▶ _GIVEN TASK_: Reproduce the data below word for word, with every line in the same order.
● ● ● ●
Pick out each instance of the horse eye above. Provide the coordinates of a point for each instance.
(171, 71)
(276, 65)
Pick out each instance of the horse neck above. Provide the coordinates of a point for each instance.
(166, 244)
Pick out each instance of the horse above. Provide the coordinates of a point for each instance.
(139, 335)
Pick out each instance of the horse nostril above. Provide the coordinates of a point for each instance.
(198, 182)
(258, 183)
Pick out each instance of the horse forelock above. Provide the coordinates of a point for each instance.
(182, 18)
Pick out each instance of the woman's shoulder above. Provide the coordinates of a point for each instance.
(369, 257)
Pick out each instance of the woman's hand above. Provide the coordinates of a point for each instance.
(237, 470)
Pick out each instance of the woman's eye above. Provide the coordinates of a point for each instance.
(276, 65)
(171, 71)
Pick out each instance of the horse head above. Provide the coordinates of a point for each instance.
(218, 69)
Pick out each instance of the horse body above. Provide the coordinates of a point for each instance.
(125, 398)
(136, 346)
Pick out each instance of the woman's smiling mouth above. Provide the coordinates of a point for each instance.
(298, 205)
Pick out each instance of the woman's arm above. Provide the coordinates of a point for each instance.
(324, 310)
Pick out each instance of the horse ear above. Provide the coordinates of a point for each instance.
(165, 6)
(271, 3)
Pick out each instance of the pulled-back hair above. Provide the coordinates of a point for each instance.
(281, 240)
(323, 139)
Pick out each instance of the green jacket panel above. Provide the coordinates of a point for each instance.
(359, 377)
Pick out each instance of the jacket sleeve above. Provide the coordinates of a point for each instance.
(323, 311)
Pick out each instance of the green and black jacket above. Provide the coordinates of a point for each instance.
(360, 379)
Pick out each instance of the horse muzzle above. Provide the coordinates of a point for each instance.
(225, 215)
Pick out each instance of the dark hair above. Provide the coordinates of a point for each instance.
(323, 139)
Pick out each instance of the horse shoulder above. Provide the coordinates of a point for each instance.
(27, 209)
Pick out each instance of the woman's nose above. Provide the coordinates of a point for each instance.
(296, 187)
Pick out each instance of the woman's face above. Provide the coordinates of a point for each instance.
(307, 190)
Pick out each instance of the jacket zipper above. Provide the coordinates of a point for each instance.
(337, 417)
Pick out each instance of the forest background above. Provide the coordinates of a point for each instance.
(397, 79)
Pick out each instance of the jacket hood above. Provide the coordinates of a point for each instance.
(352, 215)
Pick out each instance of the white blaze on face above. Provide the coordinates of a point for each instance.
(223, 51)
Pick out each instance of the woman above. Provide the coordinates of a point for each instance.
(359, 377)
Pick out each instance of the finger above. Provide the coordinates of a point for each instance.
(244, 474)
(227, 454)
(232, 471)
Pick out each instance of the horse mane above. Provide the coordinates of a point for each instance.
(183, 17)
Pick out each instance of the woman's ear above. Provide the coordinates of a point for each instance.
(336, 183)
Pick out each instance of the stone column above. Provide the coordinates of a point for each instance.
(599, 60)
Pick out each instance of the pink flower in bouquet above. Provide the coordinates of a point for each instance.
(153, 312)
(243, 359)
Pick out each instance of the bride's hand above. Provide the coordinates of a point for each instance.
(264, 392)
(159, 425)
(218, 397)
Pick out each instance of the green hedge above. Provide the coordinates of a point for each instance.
● ● ● ●
▶ _THE ANSWER_:
Pick out each instance of the horse eye above. Provide the coordinates of a point for each instance.
(171, 71)
(276, 65)
Pick out each instance of the horse neck above. Provide the coordinates of a point for each instance.
(166, 244)
Pick out each instance of the horse above. Provide the coordinates of a point for each instance.
(139, 335)
Pick out each instance of the horse nostril above. Provide the coordinates of a point for each instance.
(198, 182)
(258, 183)
Pick out each instance of the horse forelock above. Provide the coordinates of a point for each instance.
(182, 18)
Pick out each instance of the woman's shoulder above. Provide the coordinates of a point for each instance.
(369, 257)
Pick out each instance of the woman's hand above. Provide the coordinates of a point for each instance.
(237, 470)
Pick out each instance of the woman's eye above. Provide the coordinates of a point for each instance.
(276, 65)
(171, 71)
Pick out each instance of the horse head above. Provide the coordinates of a point for each instance.
(218, 69)
Pick out each instance of the horse body above. Provide the coordinates of a point for each instance.
(125, 398)
(136, 346)
Pick out each instance of the woman's smiling mouth above. Provide the coordinates of a point for each instance.
(298, 205)
Pick out each instance of the woman's arm above. Provide the coordinates of a point for each instance.
(324, 310)
Pick out each instance of the horse ear above. Provide the coordinates of a point for each instance.
(165, 6)
(271, 3)
Pick out each instance of the pulled-back hair above. Provide the coordinates of a point for each instance.
(281, 240)
(323, 139)
Pick out each instance of the green jacket panel above. Provide the coordinates of a point for each instance.
(359, 377)
Pick out each instance of the jacket sleeve above. Provide the coordinates of a point for each instance.
(323, 311)
Pick out each instance of the green and black jacket above. Provide the coordinates of a point for each instance.
(360, 379)
Pick out each instance of the horse muzzle above. Provide the coordinates of a point for each instance.
(225, 215)
Pick out each instance of the dark hair above. Provide the coordinates of a point for each instance.
(323, 139)
Pick out each instance of the horse shoulder above. Provide the coordinates of a point for each instance.
(27, 209)
Pick out each instance of the woman's nose above. Provide the coordinates of a point for each instance.
(296, 187)
Pick out each instance of the woman's face above. Provide the coordinates of a point for each instance.
(307, 190)
Pick out each instance of the jacket zipper above. Provide the coordinates of a point for each instance.
(337, 417)
Pick out each instance of the forest background above. Provide the coordinates of a point for each instance.
(397, 79)
Pick out each instance of the jacket hood above. Provide the coordinates of a point for each instance.
(352, 215)
Pick out each instance of the white blaze on face above. Provide the coordinates of a point for each instance.
(223, 51)
Pick out each instance of the woman above. Provide the coordinates of a point for each instance.
(359, 377)
Pick out each instance of the finger above. Provide the coordinates of a point for each instance.
(244, 474)
(227, 454)
(232, 471)
Pick out each instance of the horse mane above. Provide the coordinates of a point for each instance.
(183, 17)
Pick out each instance of the woman's ear above. Provide the coordinates of a point for each instance.
(336, 183)
Pick out each instance of the stone column above. Provide the coordinates of a point for each instance.
(599, 60)
Pick out each instance of the pink flower in bouquet above. Provide the coordinates of a point for each instance.
(153, 312)
(243, 359)
Pick out each instance of the bride's hand above. Provide the coordinates of a point for each instance.
(264, 392)
(159, 425)
(218, 397)
Pick out each instance of the green hedge above. Provide the coordinates of a point for each instance.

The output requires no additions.